(MATERIAL FOR THIS EXERCISE)
################

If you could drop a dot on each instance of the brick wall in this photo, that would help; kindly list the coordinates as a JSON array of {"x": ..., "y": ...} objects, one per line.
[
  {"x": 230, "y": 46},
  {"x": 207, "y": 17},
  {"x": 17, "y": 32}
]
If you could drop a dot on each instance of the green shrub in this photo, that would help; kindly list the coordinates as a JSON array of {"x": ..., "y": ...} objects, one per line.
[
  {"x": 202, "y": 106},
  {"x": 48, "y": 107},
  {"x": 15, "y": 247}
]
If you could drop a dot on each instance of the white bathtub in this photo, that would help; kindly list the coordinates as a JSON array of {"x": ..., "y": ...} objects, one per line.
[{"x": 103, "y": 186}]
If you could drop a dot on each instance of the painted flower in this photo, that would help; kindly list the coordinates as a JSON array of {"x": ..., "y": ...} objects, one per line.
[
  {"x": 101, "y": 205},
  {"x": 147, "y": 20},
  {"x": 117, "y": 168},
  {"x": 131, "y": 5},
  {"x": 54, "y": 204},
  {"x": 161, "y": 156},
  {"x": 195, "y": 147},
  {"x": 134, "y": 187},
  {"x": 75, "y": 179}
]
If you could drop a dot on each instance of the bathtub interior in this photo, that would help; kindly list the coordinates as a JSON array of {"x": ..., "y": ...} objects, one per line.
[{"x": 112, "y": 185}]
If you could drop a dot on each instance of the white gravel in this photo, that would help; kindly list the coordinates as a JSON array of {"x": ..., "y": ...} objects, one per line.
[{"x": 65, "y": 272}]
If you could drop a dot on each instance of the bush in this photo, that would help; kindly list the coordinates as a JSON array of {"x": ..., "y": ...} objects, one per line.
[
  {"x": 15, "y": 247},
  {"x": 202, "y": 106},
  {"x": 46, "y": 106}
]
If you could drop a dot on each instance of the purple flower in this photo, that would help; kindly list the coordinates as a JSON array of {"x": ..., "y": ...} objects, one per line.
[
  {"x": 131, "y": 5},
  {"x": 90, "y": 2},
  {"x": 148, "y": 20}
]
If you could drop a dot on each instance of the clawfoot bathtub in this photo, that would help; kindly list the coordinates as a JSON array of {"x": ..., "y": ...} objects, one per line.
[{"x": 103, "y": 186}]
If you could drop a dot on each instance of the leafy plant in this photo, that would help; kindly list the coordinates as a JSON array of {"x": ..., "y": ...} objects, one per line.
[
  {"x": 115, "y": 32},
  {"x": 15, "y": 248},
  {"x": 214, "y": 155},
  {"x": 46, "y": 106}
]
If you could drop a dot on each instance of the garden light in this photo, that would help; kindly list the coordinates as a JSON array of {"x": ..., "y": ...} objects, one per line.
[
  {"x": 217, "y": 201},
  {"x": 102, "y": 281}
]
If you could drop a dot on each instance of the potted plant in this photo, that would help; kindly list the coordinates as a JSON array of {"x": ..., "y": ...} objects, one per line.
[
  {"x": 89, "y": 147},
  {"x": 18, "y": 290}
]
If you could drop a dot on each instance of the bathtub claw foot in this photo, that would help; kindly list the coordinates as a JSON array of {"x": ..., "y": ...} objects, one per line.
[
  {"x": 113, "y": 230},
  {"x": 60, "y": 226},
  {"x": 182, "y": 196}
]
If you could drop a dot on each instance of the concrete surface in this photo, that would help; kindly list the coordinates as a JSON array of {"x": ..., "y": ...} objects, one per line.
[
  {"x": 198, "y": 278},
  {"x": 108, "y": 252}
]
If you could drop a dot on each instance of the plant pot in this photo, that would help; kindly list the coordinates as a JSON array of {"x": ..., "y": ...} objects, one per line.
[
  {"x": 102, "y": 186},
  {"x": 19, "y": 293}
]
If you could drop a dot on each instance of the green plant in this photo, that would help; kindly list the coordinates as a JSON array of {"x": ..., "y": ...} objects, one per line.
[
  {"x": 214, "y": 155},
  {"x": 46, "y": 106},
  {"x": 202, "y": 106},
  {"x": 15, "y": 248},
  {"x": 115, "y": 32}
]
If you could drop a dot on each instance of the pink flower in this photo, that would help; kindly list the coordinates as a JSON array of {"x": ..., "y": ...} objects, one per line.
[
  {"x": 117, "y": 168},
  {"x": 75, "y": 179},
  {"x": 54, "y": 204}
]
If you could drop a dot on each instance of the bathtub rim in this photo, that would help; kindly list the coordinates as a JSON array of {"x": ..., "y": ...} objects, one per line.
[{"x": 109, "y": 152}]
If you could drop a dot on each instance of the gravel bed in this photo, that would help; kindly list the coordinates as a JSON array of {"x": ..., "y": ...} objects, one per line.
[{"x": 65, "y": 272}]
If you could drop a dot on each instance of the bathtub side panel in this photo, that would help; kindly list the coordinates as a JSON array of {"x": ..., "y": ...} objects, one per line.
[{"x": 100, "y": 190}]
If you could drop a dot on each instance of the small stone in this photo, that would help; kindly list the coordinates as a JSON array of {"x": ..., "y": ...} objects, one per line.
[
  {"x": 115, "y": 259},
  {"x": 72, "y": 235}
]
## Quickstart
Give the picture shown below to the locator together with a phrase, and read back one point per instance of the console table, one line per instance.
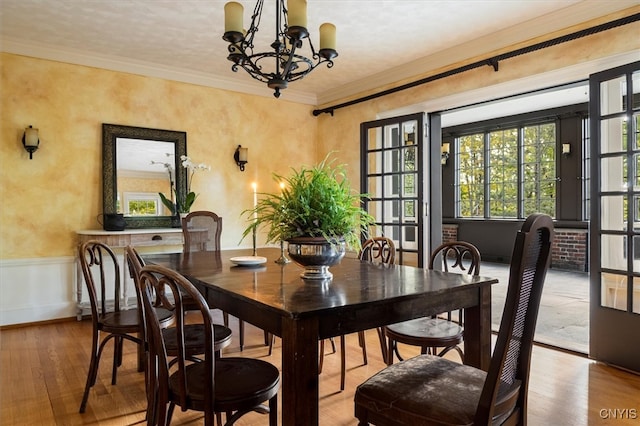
(149, 240)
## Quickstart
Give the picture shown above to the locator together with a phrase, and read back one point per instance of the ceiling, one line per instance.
(378, 42)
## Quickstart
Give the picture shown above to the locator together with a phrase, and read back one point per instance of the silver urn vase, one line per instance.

################

All of the data should be returned word for word, with each picture left out.

(SOLVED PROBLEM)
If you could drop a dot on each instance of the brick wall in this photo, that would help; kindly list the coordinates as a JSON array of {"x": ..., "y": ...} objects, one per line.
[
  {"x": 230, "y": 46},
  {"x": 207, "y": 17},
  {"x": 17, "y": 32}
]
If you could drop a dot on each instance of the green shrub in this photo, that would help; kindly list the coordinates as a JSON array of {"x": ..., "y": ...} objects, one per line.
[
  {"x": 202, "y": 106},
  {"x": 48, "y": 107},
  {"x": 15, "y": 247}
]
If you could drop a dot on each instance of the white bathtub in this photo, that would help; kindly list the coordinates as a JSON array of {"x": ..., "y": ...} objects, one per line.
[{"x": 103, "y": 186}]
If you could drop a dot on each instance of the painted flower in this photo, that would help; kindly list the coordinates as a JSON array of {"x": ..., "y": ...} objects, one per line.
[
  {"x": 101, "y": 205},
  {"x": 147, "y": 20},
  {"x": 117, "y": 168},
  {"x": 131, "y": 5},
  {"x": 54, "y": 204},
  {"x": 161, "y": 156},
  {"x": 195, "y": 147},
  {"x": 134, "y": 187},
  {"x": 75, "y": 179}
]
If you could drop a dot on each instance of the bathtub interior in this photo, that would help; kindly list the coordinates as a JSON array of {"x": ..., "y": ...} objects, one per line.
[{"x": 112, "y": 185}]
If you could drop a dot on each instance of the white gravel in this photo, that would help; kindly list the coordinates as a JSON array of {"x": ..., "y": ...} objects, one per line.
[{"x": 65, "y": 272}]
If you could drop a dot on each instance of the bush in this photo, that would help; kindly list the coordinates as a JSON array of {"x": ..., "y": ...} objects, one per line.
[
  {"x": 15, "y": 247},
  {"x": 202, "y": 106},
  {"x": 46, "y": 106}
]
If you could drop a dot on each instance of the purple flower in this photo, that would help; kindly list the coordinates as a JSON array of {"x": ..., "y": ...} objects, one per line.
[
  {"x": 131, "y": 5},
  {"x": 90, "y": 2},
  {"x": 148, "y": 20}
]
If you could drop a dot on each instance of the clawfoot bathtub in this photo, that would help; kindly list the coordinates as a JSON array of {"x": ..., "y": ...} objects, one per line.
[{"x": 103, "y": 186}]
If you could drop a dot on each instance of the leafy plant in this photo, that would help; kindly list the coordinates as a JSON array of {"x": ..., "y": ...} objects, one per line.
[
  {"x": 115, "y": 32},
  {"x": 15, "y": 248},
  {"x": 214, "y": 155},
  {"x": 46, "y": 106}
]
If you could drop a dot on each instance of the garden light in this photo, that would help; kindly list the coordinates as a JSON array of {"x": ..., "y": ...} objects, one per line.
[
  {"x": 217, "y": 201},
  {"x": 102, "y": 281}
]
If you could drop a dot on each instance of the potted plant in this photo, that would help; kindly list the coordinates as a JSON array of {"x": ..., "y": ...} objects, one per line.
[
  {"x": 89, "y": 147},
  {"x": 18, "y": 290}
]
If you could drop a dot on each instance of the bathtub claw foot in this photo, that would help; kindly list the coordinates as a JSON array of {"x": ..., "y": ...} objects, one per line.
[
  {"x": 113, "y": 230},
  {"x": 60, "y": 226},
  {"x": 182, "y": 196}
]
If you could drop a dot on each instance of the concrete surface in this photo, that would help; kindly list the coordinates as a JSON array of {"x": ..., "y": ...} objects, one per line.
[
  {"x": 198, "y": 278},
  {"x": 108, "y": 252}
]
If you could drop a dot on each instance of the plant pot in this photo, that would help; kindly list the coordinates as a JSON array of {"x": ..., "y": ...} objects, one per line.
[
  {"x": 102, "y": 186},
  {"x": 19, "y": 293}
]
If you could drop a dot on each instance of the green plant in this photo, that would help; kindly list the coordinates as a JSON array of {"x": ..., "y": ...} objects, one per line.
[
  {"x": 214, "y": 155},
  {"x": 46, "y": 106},
  {"x": 202, "y": 106},
  {"x": 15, "y": 248},
  {"x": 115, "y": 32}
]
If you could drop a dot on each instance of the pink flower in this photo, that would help; kindly list the coordinates as a JSON array of {"x": ..., "y": ...} objects, one per line.
[
  {"x": 117, "y": 168},
  {"x": 75, "y": 179},
  {"x": 54, "y": 204}
]
If you could drop a dot on each instance of the bathtub rim in this photo, that would help; kindly list the coordinates as a JSON array of {"x": ..., "y": ...} objects, one per line.
[{"x": 109, "y": 152}]
If you could drop a dot on each instance of the gravel bed in this photo, that would help; kindly list the coordinates as a JSON array of {"x": ..., "y": ...} objects, one per line.
[{"x": 65, "y": 272}]
If you could drop a dot on each instance of the bathtub side panel in this photo, that would help; kindly list the coordinates as a JSON array of {"x": ..., "y": ...} objects, one per line.
[{"x": 100, "y": 190}]
If you could drop a dot on each instance of the small stone in this photo, that would help; kindly list the coordinates as a JSON array of {"x": ..., "y": ...} objects, one per line.
[
  {"x": 115, "y": 259},
  {"x": 72, "y": 235}
]
## Quickstart
Give the picture shown below to the locator together with a phrase, and read back one point per instance of the console table, one line per instance.
(149, 240)
## Quickstart
Give the picture shown above to the locator together with a phrase, and read back one point per instance of the ceiling, one line per instance.
(378, 42)
## Quickstart
Give the picture shown above to the locator together with a phrase, and read back one point per instance of the silver urn vase, one line per instance.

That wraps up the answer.